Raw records
* Begin *

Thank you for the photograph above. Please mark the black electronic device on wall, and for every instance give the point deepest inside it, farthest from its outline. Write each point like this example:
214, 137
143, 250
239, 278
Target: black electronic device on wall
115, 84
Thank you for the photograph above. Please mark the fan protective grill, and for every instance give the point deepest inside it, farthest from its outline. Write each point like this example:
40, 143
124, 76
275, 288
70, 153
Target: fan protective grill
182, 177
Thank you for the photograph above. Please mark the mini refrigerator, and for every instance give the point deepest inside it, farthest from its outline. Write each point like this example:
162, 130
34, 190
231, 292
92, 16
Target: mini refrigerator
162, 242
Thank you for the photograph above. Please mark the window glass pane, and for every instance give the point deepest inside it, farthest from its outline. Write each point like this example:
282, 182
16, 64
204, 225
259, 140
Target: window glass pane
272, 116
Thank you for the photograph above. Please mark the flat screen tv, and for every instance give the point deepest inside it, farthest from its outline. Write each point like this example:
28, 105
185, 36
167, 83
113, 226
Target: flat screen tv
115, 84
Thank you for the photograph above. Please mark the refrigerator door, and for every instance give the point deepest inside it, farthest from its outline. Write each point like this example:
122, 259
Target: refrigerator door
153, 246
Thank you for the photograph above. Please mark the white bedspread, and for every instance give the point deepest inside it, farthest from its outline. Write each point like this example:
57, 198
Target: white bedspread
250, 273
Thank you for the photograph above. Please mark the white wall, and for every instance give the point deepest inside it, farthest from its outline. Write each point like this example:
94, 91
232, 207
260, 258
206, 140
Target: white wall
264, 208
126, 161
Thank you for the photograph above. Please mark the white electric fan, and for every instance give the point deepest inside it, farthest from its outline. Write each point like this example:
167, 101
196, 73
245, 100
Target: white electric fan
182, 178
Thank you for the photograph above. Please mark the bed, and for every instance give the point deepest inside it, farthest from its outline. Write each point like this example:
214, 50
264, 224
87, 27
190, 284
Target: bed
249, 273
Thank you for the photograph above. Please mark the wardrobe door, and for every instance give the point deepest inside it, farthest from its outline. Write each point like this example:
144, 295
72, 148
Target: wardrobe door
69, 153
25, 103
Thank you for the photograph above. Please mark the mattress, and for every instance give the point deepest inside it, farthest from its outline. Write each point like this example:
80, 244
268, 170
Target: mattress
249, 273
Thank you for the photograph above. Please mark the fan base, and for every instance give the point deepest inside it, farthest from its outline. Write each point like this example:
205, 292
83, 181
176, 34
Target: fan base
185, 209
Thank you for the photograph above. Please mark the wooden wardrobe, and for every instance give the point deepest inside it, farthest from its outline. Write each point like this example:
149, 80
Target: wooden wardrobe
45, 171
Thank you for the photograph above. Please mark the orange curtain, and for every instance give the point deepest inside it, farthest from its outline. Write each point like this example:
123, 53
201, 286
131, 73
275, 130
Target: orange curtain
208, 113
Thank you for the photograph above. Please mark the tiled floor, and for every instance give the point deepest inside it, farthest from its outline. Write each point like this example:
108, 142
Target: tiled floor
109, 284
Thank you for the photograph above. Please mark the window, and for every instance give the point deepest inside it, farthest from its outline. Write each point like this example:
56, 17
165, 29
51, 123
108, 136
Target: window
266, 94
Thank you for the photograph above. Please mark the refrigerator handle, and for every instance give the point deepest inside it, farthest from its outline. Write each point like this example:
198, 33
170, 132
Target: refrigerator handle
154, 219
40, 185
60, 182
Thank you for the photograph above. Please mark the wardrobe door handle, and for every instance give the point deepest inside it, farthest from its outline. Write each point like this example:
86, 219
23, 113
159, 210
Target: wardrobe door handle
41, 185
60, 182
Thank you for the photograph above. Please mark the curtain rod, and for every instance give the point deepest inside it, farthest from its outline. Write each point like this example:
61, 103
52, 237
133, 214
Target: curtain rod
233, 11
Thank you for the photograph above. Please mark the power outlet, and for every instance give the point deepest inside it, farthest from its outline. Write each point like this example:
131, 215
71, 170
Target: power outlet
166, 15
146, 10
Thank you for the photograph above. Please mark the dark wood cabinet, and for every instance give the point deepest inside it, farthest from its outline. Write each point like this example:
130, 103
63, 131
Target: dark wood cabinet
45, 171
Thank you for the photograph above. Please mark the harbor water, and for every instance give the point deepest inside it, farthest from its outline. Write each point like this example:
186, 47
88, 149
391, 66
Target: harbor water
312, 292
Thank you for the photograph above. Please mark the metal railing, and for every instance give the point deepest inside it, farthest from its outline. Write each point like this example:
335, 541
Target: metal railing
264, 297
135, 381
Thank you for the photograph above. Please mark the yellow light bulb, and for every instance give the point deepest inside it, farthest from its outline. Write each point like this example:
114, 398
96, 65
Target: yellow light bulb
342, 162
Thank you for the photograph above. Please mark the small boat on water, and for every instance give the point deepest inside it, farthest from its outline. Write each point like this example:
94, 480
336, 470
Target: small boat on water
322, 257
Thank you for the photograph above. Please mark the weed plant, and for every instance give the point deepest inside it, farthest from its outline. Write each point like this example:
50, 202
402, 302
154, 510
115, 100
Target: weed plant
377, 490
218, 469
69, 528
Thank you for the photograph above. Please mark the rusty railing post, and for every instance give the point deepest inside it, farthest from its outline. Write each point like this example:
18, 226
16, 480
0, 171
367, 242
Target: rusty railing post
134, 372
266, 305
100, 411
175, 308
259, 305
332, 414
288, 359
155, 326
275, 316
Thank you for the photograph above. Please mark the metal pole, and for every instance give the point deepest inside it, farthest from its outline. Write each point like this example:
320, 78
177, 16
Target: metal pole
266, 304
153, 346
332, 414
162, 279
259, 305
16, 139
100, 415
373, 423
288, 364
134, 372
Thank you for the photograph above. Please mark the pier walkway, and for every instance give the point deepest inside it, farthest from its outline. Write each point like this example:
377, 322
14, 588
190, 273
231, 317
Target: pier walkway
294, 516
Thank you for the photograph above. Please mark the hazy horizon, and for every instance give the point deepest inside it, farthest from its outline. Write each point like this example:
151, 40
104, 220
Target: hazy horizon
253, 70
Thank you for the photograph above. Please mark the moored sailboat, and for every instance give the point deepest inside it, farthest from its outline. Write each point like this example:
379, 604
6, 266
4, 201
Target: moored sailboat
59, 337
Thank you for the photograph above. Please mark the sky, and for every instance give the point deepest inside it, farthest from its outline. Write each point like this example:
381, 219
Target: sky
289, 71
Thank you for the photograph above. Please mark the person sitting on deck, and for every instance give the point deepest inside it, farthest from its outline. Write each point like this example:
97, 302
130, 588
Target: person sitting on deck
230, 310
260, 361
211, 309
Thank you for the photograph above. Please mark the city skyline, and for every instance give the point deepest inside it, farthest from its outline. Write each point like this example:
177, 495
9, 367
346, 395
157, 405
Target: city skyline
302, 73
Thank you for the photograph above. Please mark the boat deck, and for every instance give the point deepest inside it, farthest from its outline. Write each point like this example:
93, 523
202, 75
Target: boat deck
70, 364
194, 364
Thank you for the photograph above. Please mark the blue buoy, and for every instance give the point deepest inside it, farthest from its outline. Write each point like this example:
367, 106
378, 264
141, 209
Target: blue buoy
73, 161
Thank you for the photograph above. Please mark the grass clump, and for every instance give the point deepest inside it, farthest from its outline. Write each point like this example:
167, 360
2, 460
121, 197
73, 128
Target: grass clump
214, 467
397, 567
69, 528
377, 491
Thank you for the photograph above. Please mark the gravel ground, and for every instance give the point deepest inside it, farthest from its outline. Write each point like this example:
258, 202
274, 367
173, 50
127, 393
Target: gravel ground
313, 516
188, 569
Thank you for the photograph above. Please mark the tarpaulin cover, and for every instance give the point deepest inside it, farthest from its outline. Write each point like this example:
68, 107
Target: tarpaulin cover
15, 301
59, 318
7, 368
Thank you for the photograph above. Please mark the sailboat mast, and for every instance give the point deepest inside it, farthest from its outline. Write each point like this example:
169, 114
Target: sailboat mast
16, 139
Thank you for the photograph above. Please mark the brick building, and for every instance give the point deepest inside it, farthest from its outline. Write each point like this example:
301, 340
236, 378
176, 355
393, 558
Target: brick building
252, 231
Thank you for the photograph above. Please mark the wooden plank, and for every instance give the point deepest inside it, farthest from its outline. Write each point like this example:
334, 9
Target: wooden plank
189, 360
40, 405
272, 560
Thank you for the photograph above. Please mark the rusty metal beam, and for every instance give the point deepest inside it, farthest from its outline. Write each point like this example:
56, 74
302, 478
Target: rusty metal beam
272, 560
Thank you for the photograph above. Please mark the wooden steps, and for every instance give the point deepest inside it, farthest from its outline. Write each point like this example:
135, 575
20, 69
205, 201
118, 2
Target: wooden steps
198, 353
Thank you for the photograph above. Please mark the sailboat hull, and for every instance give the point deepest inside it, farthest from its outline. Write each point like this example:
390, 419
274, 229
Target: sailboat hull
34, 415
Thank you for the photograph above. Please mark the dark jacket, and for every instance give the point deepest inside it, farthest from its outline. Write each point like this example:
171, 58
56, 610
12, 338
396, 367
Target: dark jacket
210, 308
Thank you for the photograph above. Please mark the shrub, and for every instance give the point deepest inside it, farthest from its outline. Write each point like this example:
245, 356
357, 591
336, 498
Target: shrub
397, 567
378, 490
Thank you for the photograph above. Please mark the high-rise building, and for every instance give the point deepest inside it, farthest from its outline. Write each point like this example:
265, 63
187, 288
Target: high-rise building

* End *

- **WHAT IS ASKED**
Rewrite the lines from the one containing "Thank you for the photograph above. Please mark the rusty metal" through the end of the records, changing each "Target" to "Item" and keeping everything else the same.

- **COMPLETED EXERCISE**
Thank you for the photograph above. Please mark the rusty metal beam, and for every instance give the point deepest inside it, farthest from its outline. Write each point like this example:
56, 74
302, 478
Item: rusty metal beam
272, 560
Thank you for the photograph above. Please mark the wooden steps, and for every instance give the point deepest inside it, farthest from its outline. Write each point like this example:
135, 575
20, 69
205, 201
118, 2
Item: wooden steps
198, 353
Thank you for the photograph above. Please mark the sailboat hull, and for every instance give the point deepest inside it, farthest from its outline. Write each point like this example:
390, 419
274, 229
Item: sailboat hull
34, 415
Thank you for the photograph above. Please mark the dark jacket, and for every instance give the point deepest inside it, farthest from its outline. Write each point like this example:
171, 58
56, 610
12, 338
396, 367
Item: dark jacket
210, 308
Thank you for the photograph above. Please mark the shrub, and for every instance give the point deepest inside it, farthest from its outline. Write each point like this example:
245, 356
357, 591
336, 498
Item: shrub
397, 567
378, 490
Thank you for the photograph above. Please mark the high-rise building, and for every instance give the point deepest inside it, farthest from its outline. Write each point like this example:
265, 63
187, 288
Item: high-rise building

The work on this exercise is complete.